PROMPT — Copy out all of the following lines without changing anything.

[START EXCERPTED RECORDS]

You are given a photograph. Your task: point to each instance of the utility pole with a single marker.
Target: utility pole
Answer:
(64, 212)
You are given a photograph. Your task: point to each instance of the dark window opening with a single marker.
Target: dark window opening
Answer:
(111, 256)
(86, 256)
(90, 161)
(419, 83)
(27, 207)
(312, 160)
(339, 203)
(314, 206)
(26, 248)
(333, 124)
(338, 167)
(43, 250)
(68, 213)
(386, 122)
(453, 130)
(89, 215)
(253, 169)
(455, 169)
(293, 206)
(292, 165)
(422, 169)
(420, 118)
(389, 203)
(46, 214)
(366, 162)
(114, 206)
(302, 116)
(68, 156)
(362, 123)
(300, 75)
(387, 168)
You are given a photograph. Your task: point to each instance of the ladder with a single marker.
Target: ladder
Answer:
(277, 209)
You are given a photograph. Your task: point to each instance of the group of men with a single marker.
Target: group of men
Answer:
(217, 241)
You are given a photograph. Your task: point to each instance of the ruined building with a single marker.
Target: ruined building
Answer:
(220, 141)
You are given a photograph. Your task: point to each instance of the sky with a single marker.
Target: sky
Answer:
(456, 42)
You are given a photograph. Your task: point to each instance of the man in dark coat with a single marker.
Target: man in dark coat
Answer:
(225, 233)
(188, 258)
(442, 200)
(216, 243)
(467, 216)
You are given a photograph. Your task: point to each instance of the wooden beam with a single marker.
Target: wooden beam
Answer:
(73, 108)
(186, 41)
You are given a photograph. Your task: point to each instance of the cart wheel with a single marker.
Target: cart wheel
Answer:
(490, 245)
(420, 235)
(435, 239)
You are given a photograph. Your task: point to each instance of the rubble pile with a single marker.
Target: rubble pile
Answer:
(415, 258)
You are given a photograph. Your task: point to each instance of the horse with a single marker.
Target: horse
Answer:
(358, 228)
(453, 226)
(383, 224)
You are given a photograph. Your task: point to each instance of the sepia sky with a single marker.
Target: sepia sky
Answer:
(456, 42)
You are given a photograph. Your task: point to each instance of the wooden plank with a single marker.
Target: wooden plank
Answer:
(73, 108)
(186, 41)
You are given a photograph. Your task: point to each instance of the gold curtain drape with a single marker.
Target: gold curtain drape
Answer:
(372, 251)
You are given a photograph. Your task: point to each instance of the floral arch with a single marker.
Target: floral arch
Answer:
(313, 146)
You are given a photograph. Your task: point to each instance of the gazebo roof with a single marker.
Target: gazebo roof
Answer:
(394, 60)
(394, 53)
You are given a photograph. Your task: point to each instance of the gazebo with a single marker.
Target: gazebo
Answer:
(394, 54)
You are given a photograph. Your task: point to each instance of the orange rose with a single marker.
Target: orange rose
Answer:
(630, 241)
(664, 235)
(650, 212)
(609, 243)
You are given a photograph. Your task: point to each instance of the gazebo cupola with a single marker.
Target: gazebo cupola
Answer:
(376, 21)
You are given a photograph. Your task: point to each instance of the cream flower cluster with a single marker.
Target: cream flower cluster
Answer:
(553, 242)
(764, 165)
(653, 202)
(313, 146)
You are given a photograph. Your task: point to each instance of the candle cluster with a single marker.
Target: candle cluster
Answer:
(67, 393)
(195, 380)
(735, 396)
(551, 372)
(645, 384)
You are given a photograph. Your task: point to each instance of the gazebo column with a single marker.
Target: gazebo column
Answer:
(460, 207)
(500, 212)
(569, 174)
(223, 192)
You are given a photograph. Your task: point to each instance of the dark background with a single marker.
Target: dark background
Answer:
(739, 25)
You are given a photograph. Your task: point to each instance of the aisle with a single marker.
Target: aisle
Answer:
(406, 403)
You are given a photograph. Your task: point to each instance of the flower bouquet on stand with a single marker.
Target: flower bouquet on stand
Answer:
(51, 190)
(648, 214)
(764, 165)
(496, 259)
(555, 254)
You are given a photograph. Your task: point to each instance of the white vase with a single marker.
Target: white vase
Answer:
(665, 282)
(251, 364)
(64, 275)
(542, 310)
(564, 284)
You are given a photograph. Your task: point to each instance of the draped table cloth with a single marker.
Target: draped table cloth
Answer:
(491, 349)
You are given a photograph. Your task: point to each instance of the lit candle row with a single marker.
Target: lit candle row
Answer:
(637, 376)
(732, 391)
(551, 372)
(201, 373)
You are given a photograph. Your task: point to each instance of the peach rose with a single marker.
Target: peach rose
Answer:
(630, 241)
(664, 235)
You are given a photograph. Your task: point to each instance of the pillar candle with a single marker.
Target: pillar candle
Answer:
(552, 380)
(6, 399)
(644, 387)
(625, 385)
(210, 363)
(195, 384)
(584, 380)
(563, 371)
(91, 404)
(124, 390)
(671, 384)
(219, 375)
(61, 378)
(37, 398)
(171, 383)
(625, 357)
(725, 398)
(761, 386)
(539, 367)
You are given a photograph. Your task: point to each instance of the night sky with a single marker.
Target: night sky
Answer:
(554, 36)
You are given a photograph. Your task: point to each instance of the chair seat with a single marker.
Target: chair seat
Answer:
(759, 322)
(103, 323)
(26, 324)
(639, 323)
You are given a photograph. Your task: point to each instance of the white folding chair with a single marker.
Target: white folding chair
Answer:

[END EXCERPTED RECORDS]

SOLUTION TO THIS PROBLEM —
You are given a photograph. Your task: point to each instance of the utility pole with a single marker.
Target: utility pole
Answer:
(64, 212)
You are given a photograph. Your task: point to each instance of the dark window opening with a single marker.
Target: dark window opening
Answer:
(111, 256)
(86, 256)
(90, 161)
(419, 83)
(27, 207)
(312, 160)
(339, 203)
(314, 206)
(26, 248)
(333, 124)
(338, 167)
(43, 250)
(68, 213)
(386, 122)
(453, 130)
(89, 215)
(253, 169)
(455, 169)
(293, 206)
(292, 165)
(422, 169)
(420, 118)
(389, 203)
(46, 214)
(366, 162)
(114, 206)
(302, 116)
(68, 156)
(362, 123)
(300, 75)
(387, 168)
You are given a photograph. Your task: point to each instance of the ladder with a single marker.
Target: ladder
Answer:
(277, 209)
You are given a photograph. Your task: point to each instance of the group of men with a single marker.
Target: group of men
Answer:
(217, 241)
You are given a photograph. Your task: point to each instance of the ruined building with a single marker.
Target: ruined building
Answer:
(220, 141)
You are given a photograph. Your task: point to each instance of the sky with a single marker.
Target: sky
Answer:
(456, 42)
You are given a photograph. Your task: point to each instance of the man in dark coat with a single marker.
Target: man in dark coat
Answer:
(225, 233)
(188, 258)
(442, 200)
(216, 243)
(467, 216)
You are given a photograph. Your task: point to each instance of the wooden beam with a single marker.
Target: wooden beam
Answer:
(73, 108)
(186, 41)
You are given a photograph. Your task: point to each instance of the cart wheel with a single marker.
Target: cart wheel
Answer:
(490, 245)
(420, 235)
(435, 239)
You are given a photograph. Your task: point to each instance of the rubble pile with a single marker.
Target: rubble pile
Answer:
(415, 258)
You are given a photograph. Your task: point to each instance of the horse with a single marker.
Target: horse
Answer:
(358, 228)
(453, 226)
(383, 224)
You are given a photograph. Your task: point to each instance of the sepia sky with a single marker.
Target: sepia sky
Answer:
(456, 42)
You are given a photograph. Your task: point to each instance of the wooden plank with a single marker.
Target: wooden plank
Answer:
(73, 108)
(186, 41)
You are given a photograph. Your task: point to each instance of the gold curtain drape with a single marker.
Target: gold curtain drape
Answer:
(372, 251)
You are given a photograph. Your task: point to each instance of the floral arch with a single marker.
Target: floral arch
Answer:
(313, 146)
You are given a photograph. Your task: point to each instance of the gazebo roof with a single marker.
Target: gazebo roof
Answer:
(394, 60)
(394, 53)
You are given a photograph. Your task: point to each instance of the gazebo with a single marker.
Target: gazebo
Answer:
(394, 54)
You are given a photograph. Your task: point to each instance of the orange rose with a single marker.
Target: orange rose
Answer:
(630, 241)
(664, 235)
(650, 212)
(609, 243)
You are given a photograph. Your task: point to each instance of the gazebo cupola with a single marker.
Target: gazebo cupola
Answer:
(376, 21)
You are given a photograph. Your task: point to each instance of the cream flower cluster with a single marker.
Target: cream flower cluster
Answer:
(553, 242)
(764, 165)
(653, 202)
(313, 146)
You are given a photograph. Your task: point to each instance of the candle cluster with a single marker.
Target: candle cluster
Answer:
(67, 393)
(195, 380)
(735, 396)
(551, 372)
(645, 384)
You are given a photograph. Your task: point to each instance of the gazebo column with a single marker.
Target: gazebo column
Answer:
(460, 207)
(500, 212)
(569, 174)
(223, 192)
You are given a photograph. Your task: point to each instance of the dark background with a single marker.
Target: dark background
Answer:
(739, 25)
You are given a photograph. Your task: point to each instance of the aisle with a single marker.
Target: aisle
Answer:
(406, 403)
You are given a photograph. Your task: point to each instance of the flower bouquet on stand with a single marker.
Target: flower bouquet on stand
Answer:
(51, 190)
(648, 214)
(764, 165)
(496, 259)
(555, 254)
You are given a photograph. Your task: point to each instance of the white vase with a single marker.
Target: white vase
Answer:
(665, 282)
(251, 364)
(64, 275)
(542, 310)
(564, 284)
You are given a photograph. Your task: point to each instance of the draped table cloth with a single marker.
Target: draped table cloth
Answer:
(491, 349)
You are given a photograph. Your task: point to each instance of the lit candle row with a single marker.
Target: lit candle row
Answer:
(637, 376)
(732, 391)
(551, 372)
(201, 373)
You are given a photograph. Your task: point to each instance of the peach rose with a single marker.
Target: peach rose
Answer:
(630, 241)
(664, 235)
You are given a photograph. Your task: point to each instance of the pillar candle with a single marker.
Target: pillar candle
Answer:
(552, 380)
(6, 399)
(644, 387)
(625, 385)
(210, 363)
(195, 384)
(584, 380)
(563, 371)
(91, 404)
(124, 390)
(671, 384)
(219, 375)
(61, 378)
(37, 398)
(171, 383)
(625, 357)
(725, 398)
(761, 386)
(539, 367)
You are given a photograph. Your task: point to each instance of the night sky with a single marker.
Target: night sky
Answer:
(554, 36)
You are given a photograph. Your task: point to each instance of the chair seat with a single marker.
Target: chair seat
Answer:
(759, 322)
(103, 323)
(26, 324)
(639, 323)
You are given a photograph. Your task: point to each instance of the white folding chair with a single marker.
Target: white folding chair
Answer:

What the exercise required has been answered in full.